## [Task details]
Any picture in the data below gets skipped; print all the rest exactly.

## [Task input]

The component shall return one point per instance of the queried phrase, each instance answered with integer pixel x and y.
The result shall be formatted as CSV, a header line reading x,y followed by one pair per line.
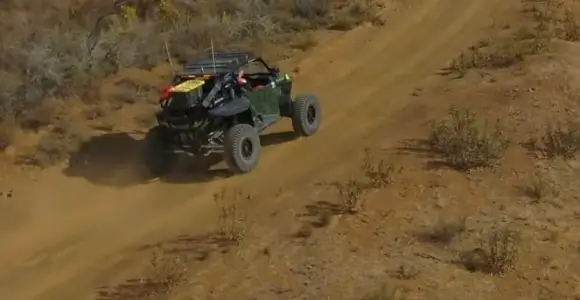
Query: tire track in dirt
x,y
396,56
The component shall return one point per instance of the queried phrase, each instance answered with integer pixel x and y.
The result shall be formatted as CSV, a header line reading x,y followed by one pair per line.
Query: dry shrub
x,y
57,144
560,139
167,271
497,254
231,222
463,144
381,174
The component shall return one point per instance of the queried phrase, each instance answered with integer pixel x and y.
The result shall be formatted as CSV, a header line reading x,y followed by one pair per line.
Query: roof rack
x,y
221,63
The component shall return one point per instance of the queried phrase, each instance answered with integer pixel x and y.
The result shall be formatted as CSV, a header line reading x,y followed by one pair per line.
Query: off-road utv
x,y
220,105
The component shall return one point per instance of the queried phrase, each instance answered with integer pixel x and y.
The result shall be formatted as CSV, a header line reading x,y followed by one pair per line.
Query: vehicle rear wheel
x,y
157,158
306,114
242,148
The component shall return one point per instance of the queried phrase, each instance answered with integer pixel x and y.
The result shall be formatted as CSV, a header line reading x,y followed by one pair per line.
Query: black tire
x,y
242,148
156,156
306,114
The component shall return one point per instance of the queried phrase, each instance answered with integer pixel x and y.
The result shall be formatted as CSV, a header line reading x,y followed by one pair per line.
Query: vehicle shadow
x,y
116,160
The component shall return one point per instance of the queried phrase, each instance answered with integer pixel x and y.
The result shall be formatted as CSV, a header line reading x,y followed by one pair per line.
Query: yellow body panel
x,y
187,86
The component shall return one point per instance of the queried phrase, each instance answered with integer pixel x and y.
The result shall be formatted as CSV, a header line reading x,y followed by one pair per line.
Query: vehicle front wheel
x,y
242,148
306,114
157,158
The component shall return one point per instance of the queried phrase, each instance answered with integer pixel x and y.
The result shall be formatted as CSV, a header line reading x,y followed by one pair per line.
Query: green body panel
x,y
265,101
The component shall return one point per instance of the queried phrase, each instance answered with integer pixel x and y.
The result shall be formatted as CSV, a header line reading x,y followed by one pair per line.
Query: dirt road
x,y
64,236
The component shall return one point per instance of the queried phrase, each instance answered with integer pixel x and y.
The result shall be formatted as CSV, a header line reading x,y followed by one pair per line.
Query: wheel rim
x,y
311,115
247,149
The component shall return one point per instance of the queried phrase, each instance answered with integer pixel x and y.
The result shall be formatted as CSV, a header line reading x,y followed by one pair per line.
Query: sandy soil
x,y
64,237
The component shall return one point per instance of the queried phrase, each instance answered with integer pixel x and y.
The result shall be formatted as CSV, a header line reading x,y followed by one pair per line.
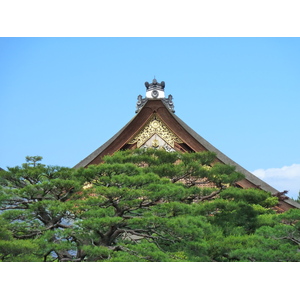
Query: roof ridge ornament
x,y
155,91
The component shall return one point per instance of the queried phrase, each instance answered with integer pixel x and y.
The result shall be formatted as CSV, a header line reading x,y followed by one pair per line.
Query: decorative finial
x,y
155,91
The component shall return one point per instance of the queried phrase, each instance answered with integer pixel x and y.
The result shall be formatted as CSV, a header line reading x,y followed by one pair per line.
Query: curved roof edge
x,y
99,150
226,160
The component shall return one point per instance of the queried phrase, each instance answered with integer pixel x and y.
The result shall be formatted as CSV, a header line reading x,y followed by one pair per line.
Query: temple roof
x,y
159,109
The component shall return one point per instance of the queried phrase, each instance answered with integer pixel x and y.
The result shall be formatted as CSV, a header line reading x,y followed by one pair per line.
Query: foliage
x,y
142,205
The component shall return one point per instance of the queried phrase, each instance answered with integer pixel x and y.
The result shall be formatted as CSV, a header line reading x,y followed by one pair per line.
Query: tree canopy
x,y
140,206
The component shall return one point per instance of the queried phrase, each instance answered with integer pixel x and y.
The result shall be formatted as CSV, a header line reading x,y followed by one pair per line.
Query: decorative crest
x,y
155,91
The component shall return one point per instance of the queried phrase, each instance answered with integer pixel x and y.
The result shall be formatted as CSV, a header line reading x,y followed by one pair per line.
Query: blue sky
x,y
62,98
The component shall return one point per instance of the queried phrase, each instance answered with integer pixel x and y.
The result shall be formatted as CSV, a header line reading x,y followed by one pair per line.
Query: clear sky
x,y
62,98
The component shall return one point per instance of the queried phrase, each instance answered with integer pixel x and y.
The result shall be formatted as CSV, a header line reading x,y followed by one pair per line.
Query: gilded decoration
x,y
158,128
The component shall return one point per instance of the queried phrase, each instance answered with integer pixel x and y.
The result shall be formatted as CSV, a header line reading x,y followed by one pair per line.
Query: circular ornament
x,y
154,93
155,124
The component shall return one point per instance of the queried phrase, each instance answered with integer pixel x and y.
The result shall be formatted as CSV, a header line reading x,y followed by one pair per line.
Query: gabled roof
x,y
163,109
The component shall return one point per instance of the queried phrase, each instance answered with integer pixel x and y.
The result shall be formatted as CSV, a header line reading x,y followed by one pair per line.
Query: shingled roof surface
x,y
196,142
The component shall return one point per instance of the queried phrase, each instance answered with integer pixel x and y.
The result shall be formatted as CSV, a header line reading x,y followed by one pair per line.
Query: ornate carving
x,y
169,103
155,126
155,87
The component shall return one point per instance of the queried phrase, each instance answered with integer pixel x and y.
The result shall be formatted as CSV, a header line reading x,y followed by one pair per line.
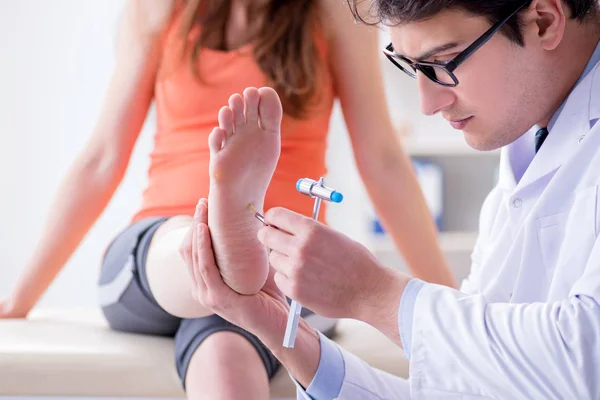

## [Answer section]
The component shall return one point per instance of the queried phrase, each instance answered with integer pixel x and y.
The result shall be formatted as CSV, a header line reading x,y followed by one pair per line.
Query: tire track in dirt
x,y
396,56
The component shall return one point per instance of the queried phrase, each instance answered with integer pixel x and y.
The result shall be formatted as CSV, a header line reading x,y followed by one pair per line.
Query: dry shrub
x,y
57,144
560,139
167,271
497,254
231,222
463,144
381,174
The component shall return one point per instance of the queried phrase, each instance answered with integer pixel x and y.
The result shall be formatted as CSV, a header line reading x,y followed by one pair per line.
Query: roof rack
x,y
221,63
The component shall return one point per instance of the queried phrase, each instance answered with integer pixel x and y.
The result shall be formatted as CSV, a header line reading x,y followed by one pair per line.
Query: off-road utv
x,y
220,105
The component shall return one point per instance of the queried phrase, each instance answered with integer pixel x and y.
The result shall be formatted as CSV, a header line reading x,y followed by one pair per line.
Query: vehicle rear wheel
x,y
157,158
306,114
242,148
The component shall return one point per instance of the queried phrase, each instance answered with integer pixel x and y.
The result shall be formatted as CSV, a header line reading x,y followed by one pair per line.
Query: black tire
x,y
242,148
156,156
306,114
The component shall return one point per instance of the queried phrase, each instance answered with integer pixel x and y.
The result shall be formatted as CSV, a header line reading x,y followed by one pair per line.
Query: vehicle shadow
x,y
116,160
The component shall return one point per instance of the queried phrase, each instance answered with integer pixel x and y.
The result shall be formatted as CSV, a header line reading x,y followed by one pair per line.
Query: yellow body panel
x,y
187,86
The component shall return one point per instance of the queried phrase, each instance answered with integer pixel x and y.
The result shall be formatted as CSV, a header line reading x,y followed by one pair per line.
Query: vehicle front wheel
x,y
242,148
306,114
157,158
The component shall return one point per instance of the queried phrase, each instance answered with integer pixel x and y.
The result shall be formatted as CSV, a header line reading x,y followed by one pair per line.
Query: green body panel
x,y
265,101
The component shall return one point per instance of the queried phrase, each instance answered with integer pixel x and y.
The result shall be formatted as CSV, a header line reading x,y followed by one pair per line.
Query: dirt road
x,y
64,236
The component shall return one point per instance of the queried phrase, each instance answered with integer pixel x and y.
The result shall be formatted as CSV, a header line reading x,y followed by one pair per line.
Query: wheel rim
x,y
311,115
247,149
The component shall return one point per instance of the queried phrase, each instance answered with integer pixel x and y.
The result shall be formatted as CSV, a header line reading x,y followed by one pair per line.
Query: sandy soil
x,y
64,237
The component shall return one point per instance of the queried phrase, each instance answered with integer pixel x and y.
The result shall be formatted as CSV, a header line reading x,y followed by one pair per line.
Query: roof ridge ornament
x,y
155,91
The component shall return one point per instance of the queried phrase, each instance answered with integer pixel x and y.
The result shall be formatted as CSV, a header line reading x,y followed by one pair per line.
Query: decorative finial
x,y
155,91
The component shall return one point per instance of the queried phrase, each instance answered with integer pixel x and y.
The result shall be formatted as CSV, a header line reading x,y followed by one pair per line.
Query: curved roof edge
x,y
99,150
226,160
The component shall return one point per instance of the queried phrase, each instance answered with integer pixel x and y.
The result shall be formatted as CSV, a header line reading x,y followed by one pair per line.
Query: temple roof
x,y
159,109
The component shall return one point per instance of the queried phrase, each instance answered with integer pixel x and y.
The result shall be formatted as CSV, a header line reading x,y followed by one pair per line.
Query: foliage
x,y
142,205
The component shall return one point per instance of the queried phrase, each instance answered with integer pixel x and y.
The result shall be formatted as CSV, a header line reading x,y followed by one pair per line.
Query: tree canopy
x,y
140,206
The component shall return one point per instance of the queried phrase, each instance answered with integer pixel x and y.
The result shall be formatted as CSV, a header line reading x,y followed by one pair per line.
Query: decorative crest
x,y
155,91
The component shall return one point per instance of the queried phrase, each instance answered with integer pixel x and y.
The result shall be formatted as CSV, a header line reading x,y followed by one pair per line.
Query: blue sky
x,y
62,98
The component shall return one point per instance of the queried phrase, each instance answered with integer pixel x and y.
The result shall be formatted as CSV, a header line reading x,y followed by one pair per line.
Query: clear sky
x,y
62,98
The component shall return one point per instance of the queried phrase, each instance answered with integer pixel x and y.
The result shall be formatted as CSV, a header line reading x,y followed by one pair per line.
Query: gilded decoration
x,y
158,128
The component shall return one point per instance of the queried phrase, each instance answered with integer pixel x and y.
The result shall be formatted as CSV, a header line reading x,y followed by one pair per line.
Query: circular ornament
x,y
154,93
155,124
The component shall return one point per instance of the queried phrase, each instance answered with integer pixel x and y.
The result shall be formatted as CSV, a header line reading x,y followed by one pair per line.
Query: gabled roof
x,y
163,109
The component shall return one point per instance of the queried phrase, each instance answered with integer pixel x and y.
The result shall be formatted as CSV, a header line reading x,y followed by one pair per line.
Query: shingled roof surface
x,y
196,142
The component shall return one point per instance of the queried phrase, each instance answered with integer pixel x and y.
The result shall be formatted as CSV, a header line reading x,y followed by one pair per line.
Query: ornate carving
x,y
169,103
155,126
155,87
The component shall return one point per instance of the queried phrase, each instance answered with integer pixel x and y.
The result shall be formatted as CSV, a header line reading x,y followed by one pair per line.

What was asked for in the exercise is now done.